LESETEXT >>
━━━━━━━━━━━━━━━━
Zwar war die Beklagte berechtigt, im Namen der Beigeladenen auch die Beiträge zur sozialen Pflegeversicherung festzusetzen. Gem. § 46 Abs. 2 Satz 4 SGB XI können Krankenkassen für Mitglieder, die ihre Kranken- und Pflegeversicherungsbeiträge selbst zu zahlen haben, die Höhe der Beiträge zur Kranken- und Pflegeversicherung in einem gemeinsamen Beitragsbescheid festsetzen. Dabei ist das Mitglied darauf hinzuweisen, dass der Bescheid über den Beitrag zur Pflegeversicherung im Namen der Pflegekasse ergeht, § 46 Abs. 2 Satz 5 SGB XI. In diesen Fällen kann ein gemeinsamer Widerspruchsbescheid erlassen werden, § 46 Abs. 2 Satz 6 SGB XI. Den erforderlichen Hinweis hat die Beklagte gegeben.
━━━━━━━━━━━━━━━━
ROHDATEN >>

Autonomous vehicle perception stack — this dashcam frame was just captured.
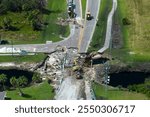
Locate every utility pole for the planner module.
[11,40,13,57]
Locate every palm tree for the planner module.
[0,74,7,90]
[10,76,17,88]
[18,76,28,87]
[32,73,42,83]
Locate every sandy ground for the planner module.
[55,77,84,100]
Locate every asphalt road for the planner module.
[78,0,101,53]
[98,0,117,53]
[0,0,82,52]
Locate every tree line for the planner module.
[0,0,46,14]
[0,0,46,31]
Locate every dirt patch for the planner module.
[112,15,123,48]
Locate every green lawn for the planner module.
[42,0,70,42]
[113,0,150,62]
[7,81,54,100]
[88,0,112,52]
[81,0,87,18]
[93,83,148,100]
[0,12,40,44]
[0,53,47,63]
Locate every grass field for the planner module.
[7,81,54,100]
[42,0,70,42]
[0,53,46,63]
[93,83,148,100]
[81,0,87,18]
[0,0,70,44]
[114,0,150,62]
[88,0,112,52]
[0,12,40,44]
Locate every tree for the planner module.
[32,73,42,83]
[2,17,12,30]
[10,77,17,88]
[0,4,7,14]
[0,74,7,90]
[18,76,28,87]
[10,76,28,96]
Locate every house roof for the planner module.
[0,91,6,100]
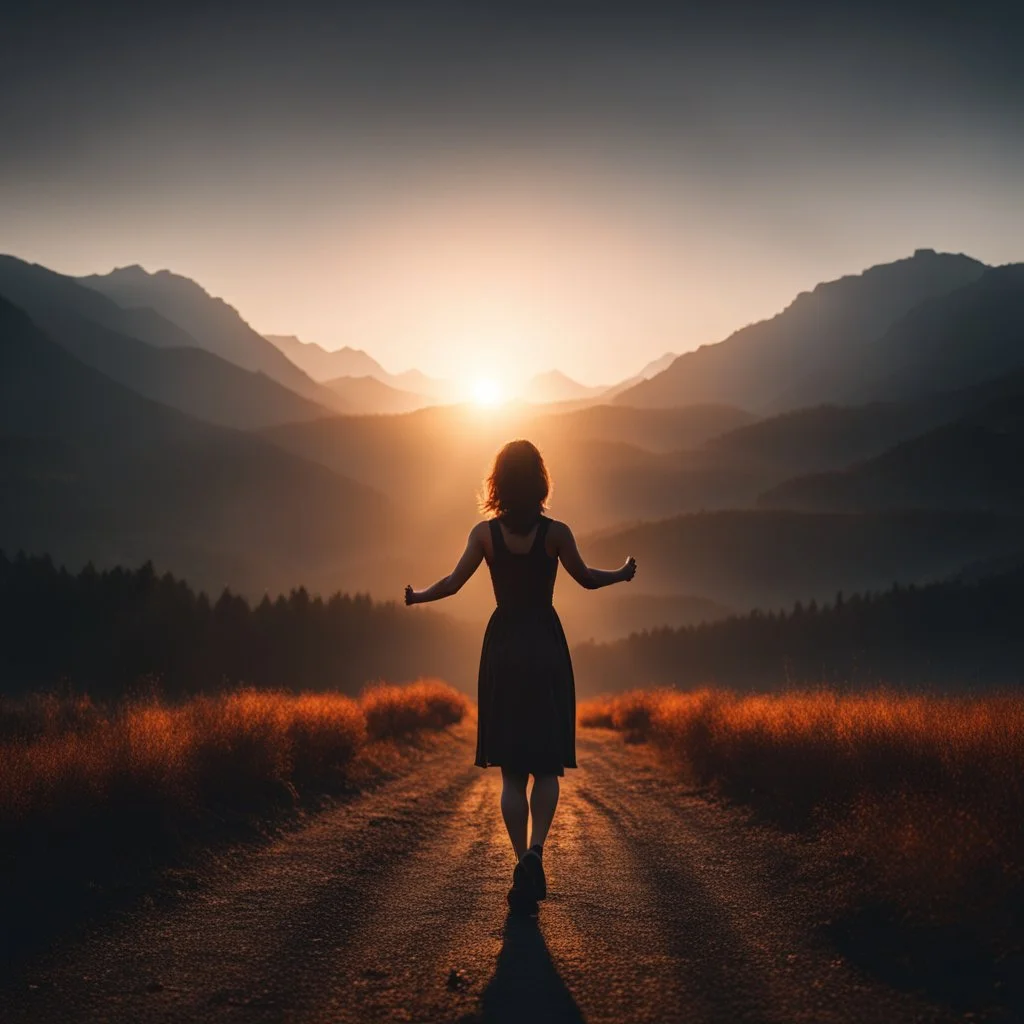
━━━━━━━━━━━━━━━━
AUFGABENSTELLUNG >>
Gib den Absatz im Lesetext, der mit „Zwar war die Beklagte berechtigt“ beginnt, als knappe Stichpunktliste wieder und behalte dabei seine wesentlichen Aussagen bei.

LÖSUNG >>
- Die Beklagte durfte im Namen der Beigeladenen auch die Beiträge zur sozialen Pflegeversicherung festsetzen.
- Nach § 46 Abs. 2 Satz 4 SGB XI können Krankenkassen bei Mitgliedern, die ihre Kranken- und Pflegeversicherungsbeiträge selbst zahlen, beide Beiträge in einem gemeinsamen Beitragsbescheid festsetzen.
- Das Mitglied ist darauf hinzuweisen, dass der Bescheid über den Pflegeversicherungsbeitrag im Namen der Pflegekasse ergeht (§ 46 Abs. 2 Satz 5 SGB XI).
- In diesen Fällen kann ein gemeinsamer Widerspruchsbescheid erlassen werden (§ 46 Abs. 2 Satz 6 SGB XI).
- Die Beklagte hat den erforderlichen Hinweis gegeben.